• _What you have to do_
Please go line by line through the material and copy each one containing the word "bundle".
============
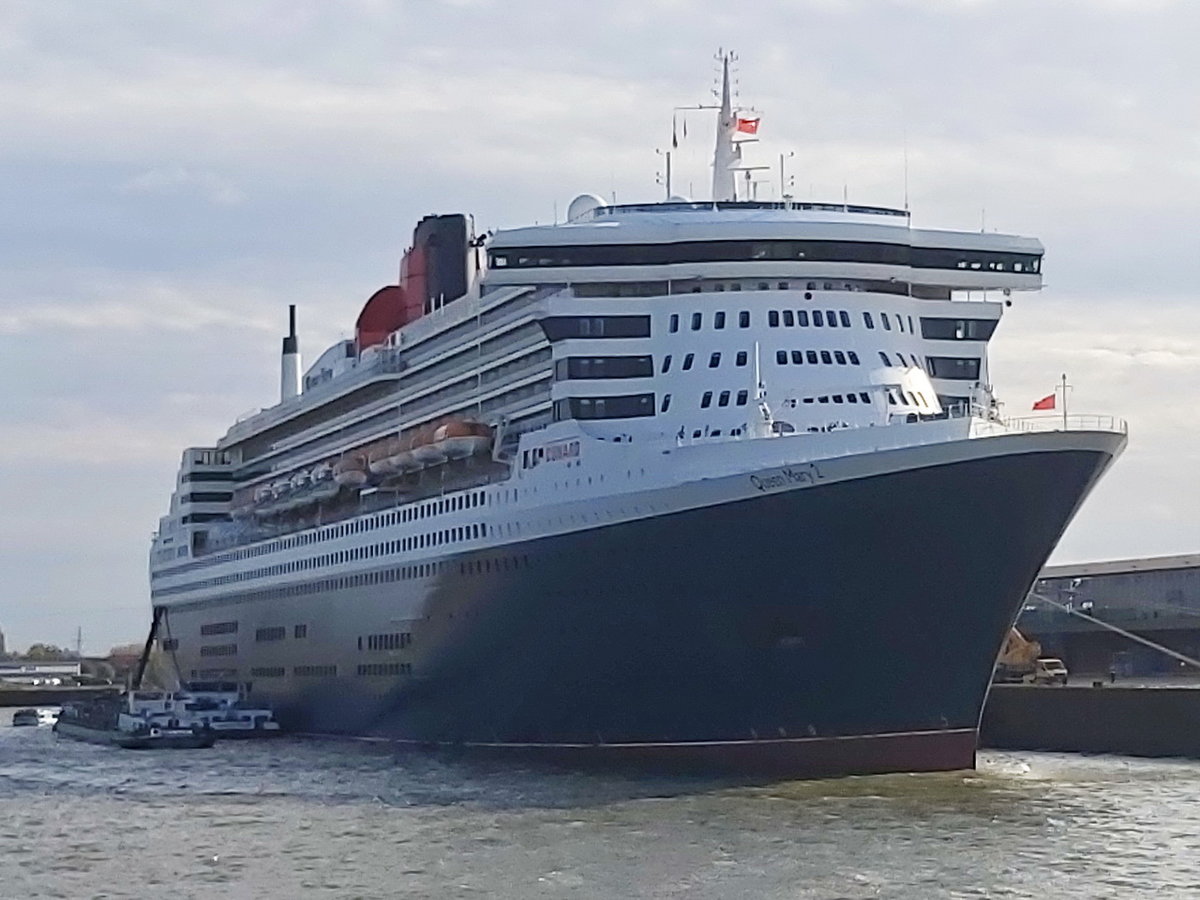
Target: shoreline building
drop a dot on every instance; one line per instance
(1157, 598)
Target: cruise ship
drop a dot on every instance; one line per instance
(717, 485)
============
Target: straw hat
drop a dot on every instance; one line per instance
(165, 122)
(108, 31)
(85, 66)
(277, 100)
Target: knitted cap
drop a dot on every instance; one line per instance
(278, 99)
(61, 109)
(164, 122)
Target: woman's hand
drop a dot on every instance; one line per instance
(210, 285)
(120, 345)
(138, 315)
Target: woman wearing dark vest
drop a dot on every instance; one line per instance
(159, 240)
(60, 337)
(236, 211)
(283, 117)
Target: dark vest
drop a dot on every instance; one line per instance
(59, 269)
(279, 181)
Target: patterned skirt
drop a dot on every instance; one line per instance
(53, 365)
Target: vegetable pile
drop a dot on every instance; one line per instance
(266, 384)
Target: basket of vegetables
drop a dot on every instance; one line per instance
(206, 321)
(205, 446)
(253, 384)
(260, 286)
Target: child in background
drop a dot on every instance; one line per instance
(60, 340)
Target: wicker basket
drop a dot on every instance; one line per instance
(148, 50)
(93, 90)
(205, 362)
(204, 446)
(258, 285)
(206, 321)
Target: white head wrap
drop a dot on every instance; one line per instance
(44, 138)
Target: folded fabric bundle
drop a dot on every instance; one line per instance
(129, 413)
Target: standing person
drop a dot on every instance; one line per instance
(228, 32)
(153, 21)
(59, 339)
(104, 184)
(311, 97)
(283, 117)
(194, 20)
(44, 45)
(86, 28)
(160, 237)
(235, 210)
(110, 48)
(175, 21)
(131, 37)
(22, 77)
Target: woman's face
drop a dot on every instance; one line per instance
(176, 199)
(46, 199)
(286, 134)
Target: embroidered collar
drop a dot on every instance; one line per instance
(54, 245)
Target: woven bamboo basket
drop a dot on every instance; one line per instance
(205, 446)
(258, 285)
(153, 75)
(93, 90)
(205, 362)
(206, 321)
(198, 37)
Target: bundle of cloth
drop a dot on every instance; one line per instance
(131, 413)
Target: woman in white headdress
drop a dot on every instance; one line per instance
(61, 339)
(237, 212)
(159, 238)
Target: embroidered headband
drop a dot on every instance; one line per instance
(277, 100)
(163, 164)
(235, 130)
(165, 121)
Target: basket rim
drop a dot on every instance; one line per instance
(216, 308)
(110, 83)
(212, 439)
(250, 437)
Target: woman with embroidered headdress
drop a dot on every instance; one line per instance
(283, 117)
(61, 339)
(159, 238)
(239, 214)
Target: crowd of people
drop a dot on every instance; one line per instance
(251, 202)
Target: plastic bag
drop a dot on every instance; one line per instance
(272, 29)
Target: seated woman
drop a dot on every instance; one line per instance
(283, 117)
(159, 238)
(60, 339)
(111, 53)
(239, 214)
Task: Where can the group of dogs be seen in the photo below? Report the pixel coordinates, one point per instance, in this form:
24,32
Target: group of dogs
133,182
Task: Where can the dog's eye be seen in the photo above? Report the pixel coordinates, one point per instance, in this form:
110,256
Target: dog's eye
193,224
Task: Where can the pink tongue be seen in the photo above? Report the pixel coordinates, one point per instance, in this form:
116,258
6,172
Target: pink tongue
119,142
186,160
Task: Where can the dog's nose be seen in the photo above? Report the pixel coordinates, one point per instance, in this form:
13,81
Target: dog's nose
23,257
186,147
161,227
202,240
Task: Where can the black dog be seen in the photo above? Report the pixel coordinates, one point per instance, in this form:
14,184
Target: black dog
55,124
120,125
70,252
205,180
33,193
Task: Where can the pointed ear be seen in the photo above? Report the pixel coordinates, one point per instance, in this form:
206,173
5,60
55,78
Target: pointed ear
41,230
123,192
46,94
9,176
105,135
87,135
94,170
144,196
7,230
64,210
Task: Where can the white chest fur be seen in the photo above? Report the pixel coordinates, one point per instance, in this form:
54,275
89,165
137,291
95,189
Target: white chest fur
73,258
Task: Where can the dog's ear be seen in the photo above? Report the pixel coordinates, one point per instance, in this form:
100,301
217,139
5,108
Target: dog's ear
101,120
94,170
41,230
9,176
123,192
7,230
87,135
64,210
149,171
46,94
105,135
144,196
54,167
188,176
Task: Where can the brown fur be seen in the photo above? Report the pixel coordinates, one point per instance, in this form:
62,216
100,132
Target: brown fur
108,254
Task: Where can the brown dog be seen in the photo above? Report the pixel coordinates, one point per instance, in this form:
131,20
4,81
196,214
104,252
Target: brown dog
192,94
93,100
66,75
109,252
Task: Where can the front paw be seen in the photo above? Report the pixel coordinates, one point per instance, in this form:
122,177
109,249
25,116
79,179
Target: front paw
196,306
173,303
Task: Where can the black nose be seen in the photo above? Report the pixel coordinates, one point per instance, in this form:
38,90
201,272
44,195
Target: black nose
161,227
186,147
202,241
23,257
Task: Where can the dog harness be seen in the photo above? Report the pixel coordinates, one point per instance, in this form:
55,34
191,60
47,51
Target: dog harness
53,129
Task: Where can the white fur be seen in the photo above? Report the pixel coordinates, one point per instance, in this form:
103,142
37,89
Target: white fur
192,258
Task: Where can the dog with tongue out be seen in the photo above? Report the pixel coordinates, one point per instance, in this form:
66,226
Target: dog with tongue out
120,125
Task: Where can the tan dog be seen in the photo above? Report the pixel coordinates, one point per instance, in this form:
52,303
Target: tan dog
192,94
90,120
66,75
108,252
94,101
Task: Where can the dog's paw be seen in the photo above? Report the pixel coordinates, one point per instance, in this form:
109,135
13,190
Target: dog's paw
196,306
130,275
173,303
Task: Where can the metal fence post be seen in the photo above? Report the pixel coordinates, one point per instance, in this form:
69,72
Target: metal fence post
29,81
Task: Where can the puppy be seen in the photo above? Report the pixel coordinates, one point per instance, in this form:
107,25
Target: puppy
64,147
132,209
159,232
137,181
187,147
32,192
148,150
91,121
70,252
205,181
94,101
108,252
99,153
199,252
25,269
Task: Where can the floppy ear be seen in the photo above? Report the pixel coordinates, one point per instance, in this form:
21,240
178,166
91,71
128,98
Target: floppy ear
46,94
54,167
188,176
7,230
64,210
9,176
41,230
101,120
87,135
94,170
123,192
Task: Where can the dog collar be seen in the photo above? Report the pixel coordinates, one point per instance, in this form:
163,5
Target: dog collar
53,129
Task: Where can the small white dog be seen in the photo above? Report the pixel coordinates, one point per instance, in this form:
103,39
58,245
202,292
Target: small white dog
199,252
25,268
============
• _Task result_
Target: folded fabric bundle
Target: bundle of cloth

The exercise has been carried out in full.